Activity >> Exactly as given, write out all the entries again.

Dataset entries >>

# # #

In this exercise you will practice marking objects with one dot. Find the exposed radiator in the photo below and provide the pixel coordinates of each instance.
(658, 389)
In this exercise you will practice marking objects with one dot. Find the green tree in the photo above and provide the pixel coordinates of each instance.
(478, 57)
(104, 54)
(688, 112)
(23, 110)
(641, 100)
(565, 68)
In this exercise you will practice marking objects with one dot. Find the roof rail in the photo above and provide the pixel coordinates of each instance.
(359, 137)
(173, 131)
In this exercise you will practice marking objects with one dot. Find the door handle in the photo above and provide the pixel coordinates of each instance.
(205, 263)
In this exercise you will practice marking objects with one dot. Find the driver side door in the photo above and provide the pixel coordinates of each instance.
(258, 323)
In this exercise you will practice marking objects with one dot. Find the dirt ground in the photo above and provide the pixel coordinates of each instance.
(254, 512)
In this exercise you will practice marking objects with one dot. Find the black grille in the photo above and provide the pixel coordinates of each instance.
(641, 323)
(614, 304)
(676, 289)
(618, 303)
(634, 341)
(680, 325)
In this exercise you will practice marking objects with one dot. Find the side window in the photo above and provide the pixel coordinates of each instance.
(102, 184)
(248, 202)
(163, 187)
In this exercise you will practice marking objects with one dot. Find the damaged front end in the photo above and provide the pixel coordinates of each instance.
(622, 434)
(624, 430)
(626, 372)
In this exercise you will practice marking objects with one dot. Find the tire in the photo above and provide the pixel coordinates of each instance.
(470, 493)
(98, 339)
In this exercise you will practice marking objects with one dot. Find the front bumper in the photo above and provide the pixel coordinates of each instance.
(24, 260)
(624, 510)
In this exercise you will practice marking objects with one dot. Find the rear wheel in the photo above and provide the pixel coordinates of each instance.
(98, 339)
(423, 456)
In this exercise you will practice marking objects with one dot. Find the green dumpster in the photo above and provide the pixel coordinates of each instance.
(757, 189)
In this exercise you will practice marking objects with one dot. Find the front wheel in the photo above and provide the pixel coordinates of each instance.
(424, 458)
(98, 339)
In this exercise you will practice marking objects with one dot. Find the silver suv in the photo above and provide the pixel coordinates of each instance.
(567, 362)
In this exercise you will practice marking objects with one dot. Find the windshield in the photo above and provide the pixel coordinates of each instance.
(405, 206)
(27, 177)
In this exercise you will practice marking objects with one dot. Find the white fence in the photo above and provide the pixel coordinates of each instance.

# # #

Solution to this exercise >>
In this exercise you will practice marking objects with one dot. Find the exposed radiator in the photo below and provide the pixel coordinates of each instance.
(658, 389)
In this exercise you will practice marking objects with one dot. Find the green tree in the photo above and provide the pixel coordinates of each instance.
(478, 57)
(104, 54)
(688, 112)
(23, 110)
(641, 100)
(565, 68)
In this exercise you will practice marking objects with one dot. Find the roof rail in the photo above and provide the pixel coordinates of each instance.
(359, 137)
(173, 131)
In this exercise you will practice marking objects with one dot. Find the door handle in the photo above and provide the pixel coordinates of each instance.
(205, 263)
In this exercise you will practice marking objects with one dot. Find the driver side door in the photo above and provide the pixel coordinates of each instance.
(258, 323)
In this exercise you will practice marking objects with one dot. Find the dirt ground in the photo above and provide the pixel coordinates of each instance.
(254, 512)
In this exercise you will practice marking objects with one dot. Find the black grille in the photo above and provide the pixel coordinates of each instance.
(641, 323)
(614, 304)
(676, 289)
(618, 303)
(634, 341)
(680, 325)
In this exercise you will practice marking objects with one dot. Find the side window in the photo above and provide the pixel coordinates of each instance.
(102, 184)
(248, 202)
(163, 187)
In this exercise you will practice marking objects with one dot. Find the damaged front end in the photo above and provide the pixel coordinates of each instance.
(622, 434)
(624, 430)
(626, 372)
In this exercise you will practice marking objects with one dot. Find the tire in the photo above and provide the pixel coordinates of each instance.
(470, 493)
(98, 339)
In this exercise you will practice marking objects with one dot. Find the front bumper in the photo above and provide the pixel coordinates of each instance.
(24, 260)
(624, 510)
In this exercise you will practice marking objects with one dot. Find the rear wheel in the photo above and provide the pixel coordinates of each instance.
(98, 339)
(423, 456)
In this exercise you will practice marking objects with one dot. Find the green dumpster in the photo above and provide the pixel coordinates of each instance.
(757, 189)
In this exercise you will practice marking objects with one dot. Find the front wheel in the photo above and provide the pixel coordinates of each instance.
(424, 458)
(98, 339)
In this exercise you will practice marking objects with one dot. Find the silver suv in the photo above and provide the pixel coordinates of each instance.
(567, 362)
In this exercise you will practice marking objects with one dot. Find the windshield in the photo above and provide the pixel coordinates of each instance.
(405, 206)
(27, 177)
In this exercise you will practice marking objects with one dot. Find the white fence in the photo above and provide the pixel coordinates of each instance.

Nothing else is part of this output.